▸ WORK INSTRUCTIONS:
1. Answer these questions about the tribute to Marcel Reich-Ranicki below.
(a) On what date did Reich-Ranicki die?
(b) Which two members of the Frankfurt School are named?
(c) How many copies did his 1999 autobiography sell within a few years?
2. Carry on the tribute to Marcel Reich-Ranicki below, beginning after its final sentence.
BEGIN TEXT EXTRACT
This is the first part of a two-part tribute to the late Polish-born, German literary critic Marcel Reich-Ranicki, who died September 18, 2013.

“Thinkers are valued in this country
especially when they poeticise
– and the poets, when they don’t try to think” [1]

The death of literary critic Marcel Reich-Ranicki on September 18 marked the passing of one of the most important figures in German cultural life. He was more than the sharp-tongued, redoubtable and controversial “Pope of Literature”, as much of the media chose to label him. He loved German literature and music, although most of his family fell victim to the Holocaust, which he himself only narrowly escaped. He always rejected the attitude of despising everything German, or blaming all Germans for the crimes of the Nazis.

Nor did he ever subscribe to the pessimistic, anti-Enlightenment views propagated by members of the Frankfurt School such as Theodor Adorno and Max Horkheimer. Literature was for him existentially significant in the deepest sense of the words, and he wanted to communicate this significance to the general public by every means available. In fact, he saw his life’s work as an endeavour to counteract any further lapse into social barbarism.

Reich-Ranicki discussed probably every German author of note, ranging from the classical masters to novelists and poets of recent times, and his legacy includes profound judgements and assessments that will long reverberate. Again and again, he worked with publishers on new editions and anthologies, endeavouring to draw attention to half-forgotten or, in his opinion, no longer or insufficiently recognised literary figures and make them accessible to a wider public.

His reviews and essays are anything but dry dissections of literature. They are written in a clear and vivid prose, and, even if one disagrees, make entertaining reading. “Many writers and critics are suspicious of literature that entertains,” he wrote in 2010. “I say instead: Literature should not only be also e ntertaining; it must be entertaining!”

He also kept to this maxim in his own writings, although “entertainment” for him had nothing to do with superficiality. Rather, he felt that only well-conceived works, in which form and content were harmoniously integrated, could be entertaining.

He related the story of his life in his 1999 autobiography, [2] which sold 1.5 million copies within a few years and has again sold widely following his death. The book is more than a biography. It is itself a piece of literature and, among other achievements, conveys the horrific conditions of the Warsaw Ghetto to many readers for the first time.
END TEXT EXTRACT
BEGIN LISTED ENTRIES
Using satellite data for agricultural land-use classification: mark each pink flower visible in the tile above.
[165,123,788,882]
END LISTED ENTRIES
BEGIN LISTED ENTRIES
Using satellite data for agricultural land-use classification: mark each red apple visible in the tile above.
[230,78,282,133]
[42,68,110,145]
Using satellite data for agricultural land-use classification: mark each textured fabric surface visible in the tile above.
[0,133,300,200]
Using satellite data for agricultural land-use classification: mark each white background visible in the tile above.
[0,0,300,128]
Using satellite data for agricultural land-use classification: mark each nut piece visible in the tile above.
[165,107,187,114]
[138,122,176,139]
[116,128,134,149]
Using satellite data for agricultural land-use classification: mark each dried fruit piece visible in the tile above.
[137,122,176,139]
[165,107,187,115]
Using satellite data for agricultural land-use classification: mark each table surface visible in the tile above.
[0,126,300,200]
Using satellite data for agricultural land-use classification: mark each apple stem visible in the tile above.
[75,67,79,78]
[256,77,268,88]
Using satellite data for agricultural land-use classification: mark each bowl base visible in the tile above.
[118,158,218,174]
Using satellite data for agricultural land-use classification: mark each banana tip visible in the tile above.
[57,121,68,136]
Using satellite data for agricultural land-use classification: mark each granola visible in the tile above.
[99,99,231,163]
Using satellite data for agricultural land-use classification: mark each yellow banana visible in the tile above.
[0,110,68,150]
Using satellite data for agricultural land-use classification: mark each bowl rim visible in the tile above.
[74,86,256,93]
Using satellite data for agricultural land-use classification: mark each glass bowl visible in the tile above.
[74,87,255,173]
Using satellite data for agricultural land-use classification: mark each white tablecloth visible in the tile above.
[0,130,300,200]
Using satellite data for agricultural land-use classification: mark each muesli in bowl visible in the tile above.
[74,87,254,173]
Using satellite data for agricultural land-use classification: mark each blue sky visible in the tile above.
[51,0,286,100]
END LISTED ENTRIES
▸ OUTPUTS BY TASK:
1.
(a) September 18, 2013
(b) Theodor Adorno and Max Horkheimer
(c) 1.5 million copies

2.
Marcel Reich was born on June 2, 1920, in the Polish town of Wloclawek on the Vistula. His father owned a small building material factory. After the business went bankrupt, his mother, who came from a German-Jewish family and loved German culture and literature, sent him off to Berlin. His parents hoped he would attend a German gymnasium (academic secondary school) and benefit from the greater economic opportunities that would result.

Heinrich Heine

Owing to his Jewish ancestry, he was expelled from social and group activities such as school trips and gym classes by supporters of the Nazi Party. Increasingly isolated, he took refuge in reading. He was able to sit for the Abitur (secondary school leaving certificate) in 1938, but, like all Jews at the time, was not allowed to go on to university. While working as an apprentice in an export company, he got hold of theatre, opera and concert tickets as often as possible, before he was arrested in October 1938 and deported to Poland. During this time, literature and music were his haven, and a particular fondness for certain German writers began to emerge.

In the epilogue to The Case of Heinrich Heine, he writes about this period: “When I was reading the great German poet for the first time—it was a long time ago, it was in my Berlin school days in the thirties—I did so voluntarily and with enthusiasm.... I admired Lessing’s three great dramas, but they left me a bit cold. I loved Schiller...I venerated Goethe...Hölderlin seemed strange to me, but I bowed before him, trembling with awe. I suffered along with and was very fond of Kleist.... Büchner alarmed and transported me, Grabbe only irritated me, Hebbel was only interesting, Gottfried Keller amusing and delightful, Storm moving, Fontane captivating and rapturous, the young Hofmannsthal enchanting. But no one touched me more than Heinrich Heine. I could sometimes even identify with him”. [3]

In the Warsaw ghetto

After his deportation to Warsaw, he had to relearn the Polish language. It was virtually impossible for him to find work, particularly after the German army invaded Poland. In November 1940, his entire family was forced to move into the city’s ghetto. There, he was employed as a translator by the council of Jewish elders, known as the Judenrat. He also wrote concert reviews and assisted in the organisation of concerts.

When the deportations began, he married his girl friend Teofila (“Tosia”) Langnas, whose father’s despair had led him to suicide. So Reich-Ranicki was able to save Teofila from transport to the death camps, because the wives of Judenrat employees were initially permitted to remain in the ghetto. His mother-in-law, parents and brother were deported and murdered in Treblinka. His sister managed to escape to London with her husband in 1939.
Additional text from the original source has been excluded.